**DATASET EXCERPTS:**

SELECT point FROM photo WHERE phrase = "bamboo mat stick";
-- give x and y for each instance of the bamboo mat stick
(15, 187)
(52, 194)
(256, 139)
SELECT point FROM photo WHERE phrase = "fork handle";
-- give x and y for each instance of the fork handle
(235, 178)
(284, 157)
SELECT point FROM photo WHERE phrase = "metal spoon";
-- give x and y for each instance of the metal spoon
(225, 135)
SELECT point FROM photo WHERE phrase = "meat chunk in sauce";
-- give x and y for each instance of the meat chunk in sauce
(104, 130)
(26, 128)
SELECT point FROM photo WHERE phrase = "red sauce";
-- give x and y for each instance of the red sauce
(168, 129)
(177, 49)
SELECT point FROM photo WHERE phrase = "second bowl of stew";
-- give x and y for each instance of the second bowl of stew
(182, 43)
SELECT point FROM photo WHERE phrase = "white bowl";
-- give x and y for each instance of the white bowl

**WHAT TO PRODUCE:** Reproduce, exactly and with nothing added, the lines from the one that includes "-- give x and y for each instance of the meat" through the last line of the material.

**ANSWER BELOW:**
-- give x and y for each instance of the meat chunk in sauce
(104, 130)
(26, 128)
SELECT point FROM photo WHERE phrase = "red sauce";
-- give x and y for each instance of the red sauce
(168, 129)
(177, 49)
SELECT point FROM photo WHERE phrase = "second bowl of stew";
-- give x and y for each instance of the second bowl of stew
(182, 43)
SELECT point FROM photo WHERE phrase = "white bowl";
-- give x and y for each instance of the white bowl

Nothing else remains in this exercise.